**Document:**
----

Penn told The Wall Street Journal that he wants to create a "more digitally-focused advertising holding group, made up of companies which do not overlap in function," and offer a "fully-integrated solution across the continuum of marketing services."

In October 2015, Stagwell Group struck a deal worth up to $75 million to buy SKDKnickerbocker. In January 2017, the Stagwell Group acquired the Harris Poll from Nielsen Holdings and renamed it Harris Insights & Analytics. The firm has also acquired National Research Group, digital creative firm Code and Theory, media agency ForwardPMX, and marketing communications companies SKDK and Targeted Victory, among others.

Stagwell Inc. 
In August 2021, Penn merged the Stagwell Group merged with MDC Partners to form Stagwell Inc.  Stagwell (Nasdaq: STGW) has offices in 35 countries and over 11,000 employees. Stagwell companies include GALE, Code and Theory, Harris Poll, Anomaly, Doner, Assembly, 72 and Sunny, etc. In February 2022, Penn announced the formation of the Stagwell Marketing Cloud.

President Bill Clinton (1994–2000)
In 1994, Penn and Schoen were asked to help President Bill Clinton recover from the Democratic Party's dramatic losses during that year's midterm elections. The pollsters urged Clinton to move to the center, emphasizing stepped-up law enforcement, balancing the budget, and other issues.

----

Pointing dataset records:
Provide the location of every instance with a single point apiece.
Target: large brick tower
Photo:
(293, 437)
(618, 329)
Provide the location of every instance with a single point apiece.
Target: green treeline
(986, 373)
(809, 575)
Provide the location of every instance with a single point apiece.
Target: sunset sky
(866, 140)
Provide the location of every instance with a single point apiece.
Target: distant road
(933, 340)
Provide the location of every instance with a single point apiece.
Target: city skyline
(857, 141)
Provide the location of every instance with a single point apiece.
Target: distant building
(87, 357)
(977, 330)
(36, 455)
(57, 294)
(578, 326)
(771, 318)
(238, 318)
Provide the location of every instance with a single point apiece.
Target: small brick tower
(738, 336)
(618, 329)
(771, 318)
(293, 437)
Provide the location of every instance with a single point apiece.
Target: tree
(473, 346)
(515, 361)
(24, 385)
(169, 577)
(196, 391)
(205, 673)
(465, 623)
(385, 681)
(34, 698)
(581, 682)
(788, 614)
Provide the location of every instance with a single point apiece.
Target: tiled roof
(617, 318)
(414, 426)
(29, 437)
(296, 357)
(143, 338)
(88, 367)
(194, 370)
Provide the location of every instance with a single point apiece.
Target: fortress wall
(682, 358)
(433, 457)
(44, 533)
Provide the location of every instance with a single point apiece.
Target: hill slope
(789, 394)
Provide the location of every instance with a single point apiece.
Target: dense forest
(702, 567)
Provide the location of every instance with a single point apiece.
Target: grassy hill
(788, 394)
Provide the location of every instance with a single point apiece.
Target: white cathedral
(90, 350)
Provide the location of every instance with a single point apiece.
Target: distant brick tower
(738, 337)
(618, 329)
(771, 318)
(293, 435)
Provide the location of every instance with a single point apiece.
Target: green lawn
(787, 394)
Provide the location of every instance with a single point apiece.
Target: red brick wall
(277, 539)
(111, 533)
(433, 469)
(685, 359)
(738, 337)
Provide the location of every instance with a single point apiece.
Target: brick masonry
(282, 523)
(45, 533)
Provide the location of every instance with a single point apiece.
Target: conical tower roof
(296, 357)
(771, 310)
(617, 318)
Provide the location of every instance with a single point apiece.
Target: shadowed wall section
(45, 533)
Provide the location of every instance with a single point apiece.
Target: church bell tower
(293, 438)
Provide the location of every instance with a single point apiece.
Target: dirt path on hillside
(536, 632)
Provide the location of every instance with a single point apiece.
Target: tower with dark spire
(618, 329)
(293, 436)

----

**Given task 1:**
Using the text on Stagwell and Penn, decide whether each statement agrees with it. Answer yes or no for each, and quote the words that settle it.
(a) The Stagwell Group bought the Harris Poll from Nielsen Holdings in January 2017.
(b) Stagwell Inc. has offices in 50 countries.
(c) Penn and Schoen advised Clinton to move to the left.
**Given task 2:** Pick up the text on Stagwell and Penn after its final sentence and continue it.

**Expected output 1:**
(a) Yes: "In January 2017, the Stagwell Group acquired the Harris Poll from Nielsen Holdings and renamed it Harris Insights & Analytics."
(b) No: "Stagwell (Nasdaq: STGW) has offices in 35 countries and over 11,000 employees."
(c) No: "The pollsters urged Clinton to move to the center, emphasizing stepped-up law enforcement, balancing the budget, and other issues."

**Expected output 2:**
Penn served as pollster to President Clinton for six years. During that time, he became one of the president's most prominent and influential advisers. In 2000, the Washington Post concluded in a news analysis that no pollster had ever become "so thoroughly integrated into the policymaking operation" of a presidential administration as had Penn.

U.S. federal government shutdown of 1995

Beginning in August 1995, at Clinton's request, Penn conducted numerous polls to understand what the political ramifications would be if the federal government were to shut down over disagreement between the legislative and executive branches over the budget. Penn tested many different scenarios for Clinton, and in each case the research showed that the American public would back the President and blame Republicans if the government shut down. On November 14, 1995, with no budget signed, major portions of the federal government became inoperative. They were restored by the passage of a temporary spending bill a few days later, but on December 16, 1995, the federal government again shut down, this time for a period of 21 days. Ultimately, Newt Gingrich and the Republican-controlled Congress bore much of the political fallout for the shutdown, vindicating Penn's polling.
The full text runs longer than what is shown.